→ STATED GOAL A: Repeat all of the rows below exactly, leaving out the pictures.

--- Start SUPPLIED PASSAGE ---

Home Automation. The holy hipster and geek grail. I have played with it. I have tried. I have failed. But today I am proud to have a solution I can truly endorse. So join me on this journey. This series will explain my solution, in excruciating detail. In the hope that I can learn from you while I am explaining. This series will be filled over time with more and more articles. But now, let’s talk about philosophy. The Why. Soon you will see the What and How. One promise, or the TL;DR: It is all 100% Open Source.

Well, almost. I have integrated some quite non-open things but always in an Open Source Way.

To wet your appetite, Here’s the simple thing you will see on a display hanging on the wall in my apartment:

Home Automation Welcome Screen NodeRED UI on a tablet

What you see here is the main screen of my Dashboard. From here you can switch Light Scenes, roll up or down the projector screen, send my Roomba to clean my place and observe the current outside temperature. This all runs from a Raspberry Pi 2 with FedBerry (23 ATM), the Mosquitto MQTT Broker, a Node-RED instance with the node-red-dashboard, controlling my Philips HUE lights, a Nanode, an ESP8266 with a Dallas DS1820 temperature sensor. Too much Techno-Babble? OK. That’s all going to be explained in the other parts of this series, so relax!

Philosophy. Or the Zen of HA

Home Automation truly is a fascinating field. But it’s also filled with land mines, frustration, lack of interoperability, competing standards, non-maintained cuteness and hype. A lot of hype.

Here are the guiding principles for what I consider to be a good Home Automation (HA) solution.

  • Locality Everything happens on the local network. There is no need at all for any external connections or services. This is where I protect my privacy. And guarantuee (well, shift the blame 😉 ) that I and only I am in control. Remember the NEST fiasco? Not going to happen here.
  • Simple The solution must be simple to use, maintain, extend and install.
  • Open The parts of the solution I interact with must be 100% open. Ideally Open Hardware and Open Source. But at least accessible using a 100% Open Source solution.
  • Sustainable This means two things. It uses modules and parts that are actively maintained and simple to use for a long time. And it means that the solution doesn’t need my daily attendance. That I don’t have to be bothered with updates, changes, downtime and frustration. This is the unsolved part, to be honest.
  • Rock Solid The solution should be extremely stable. And in case of problems there must be a (manual) fallback solution for all parts.

--- End SUPPLIED PASSAGE ---
--- Start RECORDS FOR THIS TASK ---

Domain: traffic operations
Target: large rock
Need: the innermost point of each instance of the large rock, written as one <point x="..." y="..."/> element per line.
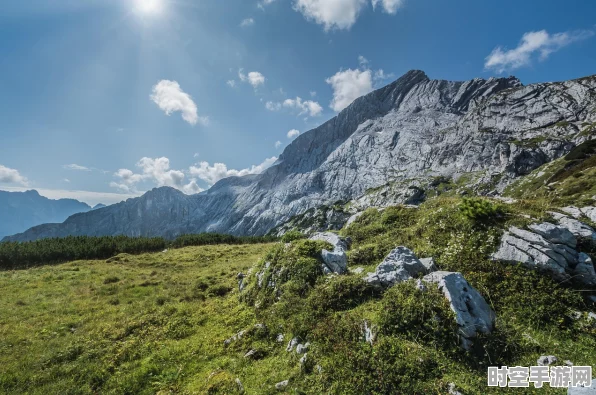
<point x="578" y="228"/>
<point x="400" y="265"/>
<point x="384" y="147"/>
<point x="549" y="248"/>
<point x="336" y="261"/>
<point x="472" y="313"/>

--- End RECORDS FOR THIS TASK ---

→ STATED GOAL B: Transcribe the home automation text between "Home Automation truly" and "to happen here.", inclusive.

→ FULL RESPONSE A:
Domain: traffic operations
Target: large rock
Need: the innermost point of each instance of the large rock, written as one <point x="..." y="..."/> element per line.
<point x="578" y="228"/>
<point x="400" y="265"/>
<point x="384" y="147"/>
<point x="549" y="248"/>
<point x="336" y="261"/>
<point x="472" y="313"/>

→ FULL RESPONSE B:
Home Automation truly is a fascinating field. But it’s also filled with land mines, frustration, lack of interoperability, competing standards, non-maintained cuteness and hype. A lot of hype.

Here are the guiding principles for what I consider to be a good Home Automation (HA) solution.

  • Locality Everything happens on the local network. There is no need at all for any external connections or services. This is where I protect my privacy. And guarantuee (well, shift the blame 😉 ) that I and only I am in control. Remember the NEST fiasco? Not going to happen here.